WORK TO BE COMPLETED:
Transcribe exactly the lines from the one holding "Target: wooden railing post" to the end of the data below, including both of those lines and no others.

WORKING DATA:

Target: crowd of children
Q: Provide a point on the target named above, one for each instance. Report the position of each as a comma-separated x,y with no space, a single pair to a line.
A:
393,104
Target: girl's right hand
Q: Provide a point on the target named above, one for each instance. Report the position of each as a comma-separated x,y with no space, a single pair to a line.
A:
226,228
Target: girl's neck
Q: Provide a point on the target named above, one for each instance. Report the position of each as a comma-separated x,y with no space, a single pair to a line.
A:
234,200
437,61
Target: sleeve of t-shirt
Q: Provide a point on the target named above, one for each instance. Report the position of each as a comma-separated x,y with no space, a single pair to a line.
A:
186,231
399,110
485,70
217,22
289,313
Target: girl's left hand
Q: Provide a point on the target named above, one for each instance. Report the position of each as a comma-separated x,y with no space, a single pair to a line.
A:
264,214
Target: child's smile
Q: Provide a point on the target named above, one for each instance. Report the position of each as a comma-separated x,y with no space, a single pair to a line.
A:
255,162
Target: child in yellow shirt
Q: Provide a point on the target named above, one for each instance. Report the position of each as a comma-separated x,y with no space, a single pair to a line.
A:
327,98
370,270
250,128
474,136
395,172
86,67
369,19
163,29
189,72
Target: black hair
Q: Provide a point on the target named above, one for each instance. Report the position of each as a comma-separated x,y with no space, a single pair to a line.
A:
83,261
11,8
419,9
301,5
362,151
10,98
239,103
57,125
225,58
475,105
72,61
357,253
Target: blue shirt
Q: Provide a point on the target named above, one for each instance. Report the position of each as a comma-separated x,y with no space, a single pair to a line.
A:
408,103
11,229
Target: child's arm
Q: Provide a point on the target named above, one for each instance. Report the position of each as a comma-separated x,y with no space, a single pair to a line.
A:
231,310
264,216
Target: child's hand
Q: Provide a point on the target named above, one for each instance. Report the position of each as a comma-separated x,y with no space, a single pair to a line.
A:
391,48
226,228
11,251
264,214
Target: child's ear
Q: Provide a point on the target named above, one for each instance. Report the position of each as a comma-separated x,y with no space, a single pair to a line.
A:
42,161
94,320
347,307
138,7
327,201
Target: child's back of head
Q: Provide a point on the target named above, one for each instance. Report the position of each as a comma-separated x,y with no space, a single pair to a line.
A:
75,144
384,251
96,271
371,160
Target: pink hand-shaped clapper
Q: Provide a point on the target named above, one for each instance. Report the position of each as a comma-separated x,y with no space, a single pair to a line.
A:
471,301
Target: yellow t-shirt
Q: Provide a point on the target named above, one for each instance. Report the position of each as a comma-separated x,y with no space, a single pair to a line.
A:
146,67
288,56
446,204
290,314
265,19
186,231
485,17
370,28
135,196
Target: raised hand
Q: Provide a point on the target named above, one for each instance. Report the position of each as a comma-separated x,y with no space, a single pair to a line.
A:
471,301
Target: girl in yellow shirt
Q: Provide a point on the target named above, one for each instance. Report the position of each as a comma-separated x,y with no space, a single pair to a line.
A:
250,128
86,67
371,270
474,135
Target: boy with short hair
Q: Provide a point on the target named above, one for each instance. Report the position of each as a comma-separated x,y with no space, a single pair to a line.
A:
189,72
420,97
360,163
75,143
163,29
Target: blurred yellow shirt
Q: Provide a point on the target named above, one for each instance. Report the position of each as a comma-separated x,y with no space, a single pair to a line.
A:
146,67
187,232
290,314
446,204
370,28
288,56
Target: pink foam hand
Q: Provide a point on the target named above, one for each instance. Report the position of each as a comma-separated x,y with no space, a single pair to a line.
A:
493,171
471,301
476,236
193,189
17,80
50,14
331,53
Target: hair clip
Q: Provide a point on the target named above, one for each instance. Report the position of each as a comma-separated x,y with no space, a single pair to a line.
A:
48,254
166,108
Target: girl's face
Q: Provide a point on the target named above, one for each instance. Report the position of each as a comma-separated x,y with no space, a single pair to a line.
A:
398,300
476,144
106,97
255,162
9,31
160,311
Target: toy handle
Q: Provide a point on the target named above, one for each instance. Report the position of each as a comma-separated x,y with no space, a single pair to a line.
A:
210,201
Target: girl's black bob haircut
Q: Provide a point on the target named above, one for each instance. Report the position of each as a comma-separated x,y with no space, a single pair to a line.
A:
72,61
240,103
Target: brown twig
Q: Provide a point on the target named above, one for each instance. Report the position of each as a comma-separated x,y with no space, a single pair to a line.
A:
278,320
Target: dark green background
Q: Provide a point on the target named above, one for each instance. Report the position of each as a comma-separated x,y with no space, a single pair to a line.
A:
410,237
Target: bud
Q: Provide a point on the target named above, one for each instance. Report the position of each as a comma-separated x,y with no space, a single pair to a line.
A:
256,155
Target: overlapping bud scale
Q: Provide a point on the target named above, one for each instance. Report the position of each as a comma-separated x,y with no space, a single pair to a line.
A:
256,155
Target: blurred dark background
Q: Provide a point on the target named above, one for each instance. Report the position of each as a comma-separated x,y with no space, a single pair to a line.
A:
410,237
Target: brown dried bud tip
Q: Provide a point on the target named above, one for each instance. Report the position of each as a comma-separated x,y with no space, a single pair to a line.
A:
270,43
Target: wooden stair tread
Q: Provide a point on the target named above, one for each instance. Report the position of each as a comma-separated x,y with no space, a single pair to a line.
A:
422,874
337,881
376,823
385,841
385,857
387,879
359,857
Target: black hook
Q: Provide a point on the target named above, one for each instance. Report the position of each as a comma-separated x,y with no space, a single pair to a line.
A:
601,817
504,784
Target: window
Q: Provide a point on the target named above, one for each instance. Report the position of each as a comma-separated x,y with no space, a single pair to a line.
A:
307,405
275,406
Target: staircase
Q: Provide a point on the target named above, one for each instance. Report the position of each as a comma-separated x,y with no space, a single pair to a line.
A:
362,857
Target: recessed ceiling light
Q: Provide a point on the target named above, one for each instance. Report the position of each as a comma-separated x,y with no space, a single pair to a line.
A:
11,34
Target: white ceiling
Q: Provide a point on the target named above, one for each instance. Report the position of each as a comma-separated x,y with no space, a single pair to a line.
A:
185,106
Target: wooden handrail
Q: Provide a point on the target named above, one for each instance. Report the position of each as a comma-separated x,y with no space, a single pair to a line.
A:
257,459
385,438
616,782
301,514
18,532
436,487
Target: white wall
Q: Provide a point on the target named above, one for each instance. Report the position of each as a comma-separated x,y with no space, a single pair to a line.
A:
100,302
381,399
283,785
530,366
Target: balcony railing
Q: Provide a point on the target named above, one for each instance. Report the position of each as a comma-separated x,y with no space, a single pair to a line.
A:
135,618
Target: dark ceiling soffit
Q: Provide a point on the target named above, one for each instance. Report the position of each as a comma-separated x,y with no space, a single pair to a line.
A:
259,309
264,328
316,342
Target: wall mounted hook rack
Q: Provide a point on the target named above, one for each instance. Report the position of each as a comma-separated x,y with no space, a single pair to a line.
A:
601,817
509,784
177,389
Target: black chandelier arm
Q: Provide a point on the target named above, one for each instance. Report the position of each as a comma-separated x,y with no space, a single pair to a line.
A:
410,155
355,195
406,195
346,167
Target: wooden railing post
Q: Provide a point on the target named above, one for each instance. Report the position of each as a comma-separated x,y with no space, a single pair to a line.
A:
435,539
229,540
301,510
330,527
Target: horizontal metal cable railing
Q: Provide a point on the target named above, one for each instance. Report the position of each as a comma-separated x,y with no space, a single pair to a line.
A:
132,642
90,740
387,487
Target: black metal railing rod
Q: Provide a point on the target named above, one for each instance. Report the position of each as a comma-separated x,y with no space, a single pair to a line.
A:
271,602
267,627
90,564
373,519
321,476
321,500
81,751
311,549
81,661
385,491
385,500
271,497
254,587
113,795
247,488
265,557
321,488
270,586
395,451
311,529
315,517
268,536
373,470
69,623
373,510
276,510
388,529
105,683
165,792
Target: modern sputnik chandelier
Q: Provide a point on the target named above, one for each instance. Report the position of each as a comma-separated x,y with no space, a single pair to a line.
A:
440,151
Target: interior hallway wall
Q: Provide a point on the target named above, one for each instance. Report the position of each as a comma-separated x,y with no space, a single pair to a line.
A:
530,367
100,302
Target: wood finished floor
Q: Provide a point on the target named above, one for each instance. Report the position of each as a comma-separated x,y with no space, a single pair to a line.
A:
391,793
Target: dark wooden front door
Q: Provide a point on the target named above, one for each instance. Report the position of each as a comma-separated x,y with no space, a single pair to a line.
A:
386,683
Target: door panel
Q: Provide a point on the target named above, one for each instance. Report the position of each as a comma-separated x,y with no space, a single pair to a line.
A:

TASK RESPONSE:
Target: wooden railing post
Q: Provide a point on the target named above, one for each instance. Report the position of each as a comma-separated x,y with no space, a single pair to a line.
A:
435,539
229,540
301,510
330,527
Target: horizontal metal cable railing
Q: Provide a point on the target named above, one for each instance. Report the position of each as a comma-separated x,y with no space, a single pair to a line.
A:
132,642
90,740
387,487
Target: black metal railing rod
Q: Provide a point on the target named above, one for each instance. Report the position of each as a comma-separated x,y with no space, a single pair to a line.
A:
271,602
267,627
90,564
373,519
321,476
321,500
81,751
311,549
81,661
385,491
385,500
271,497
254,587
113,795
247,488
265,557
321,488
270,586
395,451
311,529
315,517
268,536
373,470
69,623
373,510
276,510
388,529
105,683
165,792
Target: modern sputnik chandelier
Q: Provide a point on the target named above, one for each instance. Report the position of each as a comma-separated x,y with no space, a single pair to a line.
A:
440,151
Target: interior hallway wall
Q: Provide a point on the target named above, one for each instance. Report the position of each as a comma-separated x,y with no space, a single pair to a line.
A:
530,367
100,302
Target: wood finished floor
Q: Provide a point on the target named above, one for each instance. Report the position of each as a comma-separated x,y with no space, a single pair to a line.
A:
391,793
Target: dark wooden front door
Q: Provide a point on the target named above, one for each instance. Report the position of each as a comma-separated x,y with no space, a single pair to a line.
A:
386,683
Target: door panel
Q: Provide a point on the target named above, one for each instance. Report the position of each as a comma-separated x,y with no space, a single pair to a line.
A:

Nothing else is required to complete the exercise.